--- START ---

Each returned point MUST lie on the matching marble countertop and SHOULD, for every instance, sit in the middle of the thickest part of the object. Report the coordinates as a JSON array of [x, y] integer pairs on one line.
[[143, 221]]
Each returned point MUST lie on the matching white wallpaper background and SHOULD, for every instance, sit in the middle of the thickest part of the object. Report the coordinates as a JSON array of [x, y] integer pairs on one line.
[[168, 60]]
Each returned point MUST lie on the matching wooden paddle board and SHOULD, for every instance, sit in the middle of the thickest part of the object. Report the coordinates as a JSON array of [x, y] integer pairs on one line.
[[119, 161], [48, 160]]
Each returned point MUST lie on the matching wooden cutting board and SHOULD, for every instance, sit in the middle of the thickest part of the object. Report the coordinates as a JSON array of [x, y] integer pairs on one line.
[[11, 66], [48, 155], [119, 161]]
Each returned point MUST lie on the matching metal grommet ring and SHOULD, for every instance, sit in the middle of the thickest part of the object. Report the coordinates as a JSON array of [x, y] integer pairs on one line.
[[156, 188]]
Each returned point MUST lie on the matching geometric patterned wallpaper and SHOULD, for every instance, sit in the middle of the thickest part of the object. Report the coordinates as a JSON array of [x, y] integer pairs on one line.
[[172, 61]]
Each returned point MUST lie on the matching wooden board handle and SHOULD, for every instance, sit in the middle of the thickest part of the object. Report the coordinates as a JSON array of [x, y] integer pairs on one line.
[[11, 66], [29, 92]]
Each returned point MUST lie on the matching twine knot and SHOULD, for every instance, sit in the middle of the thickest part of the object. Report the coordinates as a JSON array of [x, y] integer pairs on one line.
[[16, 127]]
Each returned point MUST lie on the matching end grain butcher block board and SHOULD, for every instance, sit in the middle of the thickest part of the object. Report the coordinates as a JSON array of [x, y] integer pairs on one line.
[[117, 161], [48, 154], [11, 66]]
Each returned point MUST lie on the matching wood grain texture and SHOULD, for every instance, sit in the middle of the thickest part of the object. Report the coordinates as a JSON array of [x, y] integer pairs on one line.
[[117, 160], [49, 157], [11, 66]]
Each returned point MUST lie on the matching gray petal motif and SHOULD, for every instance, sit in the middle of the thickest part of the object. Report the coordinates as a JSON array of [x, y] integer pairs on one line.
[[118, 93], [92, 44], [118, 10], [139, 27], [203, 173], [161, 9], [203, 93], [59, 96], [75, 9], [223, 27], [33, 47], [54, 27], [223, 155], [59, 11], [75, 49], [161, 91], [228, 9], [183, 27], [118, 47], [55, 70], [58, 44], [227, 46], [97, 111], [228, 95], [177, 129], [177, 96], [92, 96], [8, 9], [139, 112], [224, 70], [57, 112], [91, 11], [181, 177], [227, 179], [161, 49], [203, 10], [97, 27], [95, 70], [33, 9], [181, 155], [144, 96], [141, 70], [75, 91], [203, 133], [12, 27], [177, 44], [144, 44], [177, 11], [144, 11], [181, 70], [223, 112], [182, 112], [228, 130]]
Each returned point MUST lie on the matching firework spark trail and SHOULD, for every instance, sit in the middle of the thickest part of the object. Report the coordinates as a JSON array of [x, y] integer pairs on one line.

--- END ---

• **WORK TO BE COMPLETED**: Return the records given above in their entirety, word for word.

• **PROBLEM SOLUTION**:
Each returned point MUST lie on the matching marble countertop and SHOULD, for every instance, sit in the middle of the thickest part of the object. Report the coordinates as a JSON array of [x, y] integer pairs on one line.
[[143, 221]]
Each returned point MUST lie on the matching white wallpaper background and SHOULD, for every instance, sit in the middle of the thickest part of the object. Report the coordinates as a JSON array of [x, y] integer pairs on one line.
[[168, 60]]
Each returned point MUST lie on the matching wooden paddle board and SHOULD, for every instance, sit in the middle of the thickest part of the object. Report the coordinates as a JSON array of [x, y] integer pairs on one line.
[[119, 161], [48, 160]]
Each returned point MUST lie on the matching wooden cutting board and SHOULD, for every instance, sit in the middle of the thickest part of the object. Report the coordinates as a JSON array of [x, y] integer pairs on one line.
[[11, 66], [48, 155], [119, 161]]
Each returned point MUST lie on the matching metal grommet ring and SHOULD, for every instance, sit in the middle of the thickest part of the object. Report the coordinates as a JSON array of [x, y] integer pairs on one line.
[[156, 188]]
Each returned point MUST lie on the matching geometric patterned wallpaper and SHOULD, for every instance, sit in the middle of the thickest part of the object. Report the coordinates as a JSON array of [x, y] integer pairs on one line.
[[172, 61]]
Each returned point MUST lie on the matching wooden board handle and SHOULD, for every instance, sit in the middle of the thickest part of the object. Report the coordinates as a JSON array of [x, y] integer pairs on one line.
[[11, 66], [29, 92]]
Each returned point MUST lie on the matching twine knot and SHOULD, for every instance, sit in the middle of the thickest part of the object. Report the coordinates as a JSON array of [x, y] integer pairs on one line.
[[16, 127]]
Each returned point MUST lie on the matching end grain butcher block board and SHOULD, for every instance, sit in the middle of the thickest part of the object. Report the coordinates as a JSON array of [x, y] integer pairs on one line.
[[117, 161], [48, 154], [11, 66]]
Each returned point MUST lie on the matching wood grain texture and SHOULD, for every instance, sit in the middle of the thickest part of the object. Report the coordinates as a JSON array of [x, y] integer pairs on one line.
[[117, 160], [49, 157], [11, 66]]
Each returned point MUST lie on the matching gray petal motif and SHOULD, for every instance, sit in the middle of the thickest part of the object. Report the coordinates as a JSON array of [x, y] integer pairs on one line.
[[118, 93], [92, 44], [118, 10], [139, 27], [203, 173], [161, 9], [203, 93], [59, 96], [75, 9], [223, 27], [33, 47], [54, 27], [223, 155], [59, 11], [75, 49], [161, 91], [228, 9], [183, 27], [118, 47], [55, 70], [58, 44], [227, 46], [97, 111], [228, 95], [177, 129], [177, 96], [92, 96], [8, 9], [139, 112], [224, 70], [57, 112], [91, 11], [181, 177], [227, 179], [161, 49], [203, 10], [97, 27], [95, 70], [33, 9], [181, 155], [144, 96], [141, 70], [75, 91], [203, 133], [12, 27], [177, 44], [144, 44], [177, 11], [144, 11], [181, 70], [223, 112], [182, 112], [228, 130]]
Each returned point MUST lie on the matching firework spark trail and SHOULD, for every instance, sit in the middle of the thickest part of the object. Report the coordinates as a JSON array of [x, y] integer pairs on one line.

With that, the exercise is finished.